PROMPT —
Put the lines of the data into a numbered list, starting at the line that contains "[point] balcony (one" and ending at the last line of the data, with blank lines left out.

DATA SHOWN —
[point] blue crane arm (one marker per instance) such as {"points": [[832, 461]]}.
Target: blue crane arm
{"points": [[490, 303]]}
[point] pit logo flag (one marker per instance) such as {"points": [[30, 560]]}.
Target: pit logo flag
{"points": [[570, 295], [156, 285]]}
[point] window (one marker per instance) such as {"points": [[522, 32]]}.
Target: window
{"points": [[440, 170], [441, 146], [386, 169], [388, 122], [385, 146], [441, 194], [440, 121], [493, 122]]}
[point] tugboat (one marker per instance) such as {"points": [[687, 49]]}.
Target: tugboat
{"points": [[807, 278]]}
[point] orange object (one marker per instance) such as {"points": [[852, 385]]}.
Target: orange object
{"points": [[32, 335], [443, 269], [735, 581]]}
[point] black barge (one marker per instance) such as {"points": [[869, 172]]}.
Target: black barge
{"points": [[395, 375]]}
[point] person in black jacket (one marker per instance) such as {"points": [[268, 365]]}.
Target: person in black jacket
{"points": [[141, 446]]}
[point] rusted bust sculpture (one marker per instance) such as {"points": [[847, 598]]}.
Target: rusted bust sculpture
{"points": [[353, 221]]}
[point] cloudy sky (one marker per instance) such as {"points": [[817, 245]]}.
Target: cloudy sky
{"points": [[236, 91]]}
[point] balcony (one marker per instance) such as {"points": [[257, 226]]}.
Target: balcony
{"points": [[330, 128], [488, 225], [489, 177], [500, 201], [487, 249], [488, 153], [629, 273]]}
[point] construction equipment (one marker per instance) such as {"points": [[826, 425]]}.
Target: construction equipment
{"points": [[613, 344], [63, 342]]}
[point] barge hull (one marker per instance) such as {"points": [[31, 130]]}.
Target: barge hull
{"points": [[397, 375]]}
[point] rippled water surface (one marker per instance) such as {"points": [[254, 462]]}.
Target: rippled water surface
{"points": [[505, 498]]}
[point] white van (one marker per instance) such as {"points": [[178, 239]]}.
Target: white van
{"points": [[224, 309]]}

OUTPUT —
1. [point] balcony (one marker per instance) such as {"points": [[257, 226]]}.
2. Target: balcony
3. {"points": [[330, 128], [488, 225], [489, 177], [500, 201], [487, 249], [488, 153], [629, 273]]}
4. [point] construction equipment (one marker per instance) such as {"points": [[826, 425]]}.
5. Target: construction equipment
6. {"points": [[613, 344], [63, 342]]}
7. [point] barge hull (one marker per instance) such as {"points": [[31, 130]]}.
8. Target: barge hull
9. {"points": [[397, 375]]}
10. [point] rippled water surface (one marker per instance) such as {"points": [[254, 462]]}.
11. Target: rippled water surface
12. {"points": [[505, 498]]}
13. [point] white van (one marker per instance) such as {"points": [[178, 239]]}.
14. Target: white van
15. {"points": [[224, 309]]}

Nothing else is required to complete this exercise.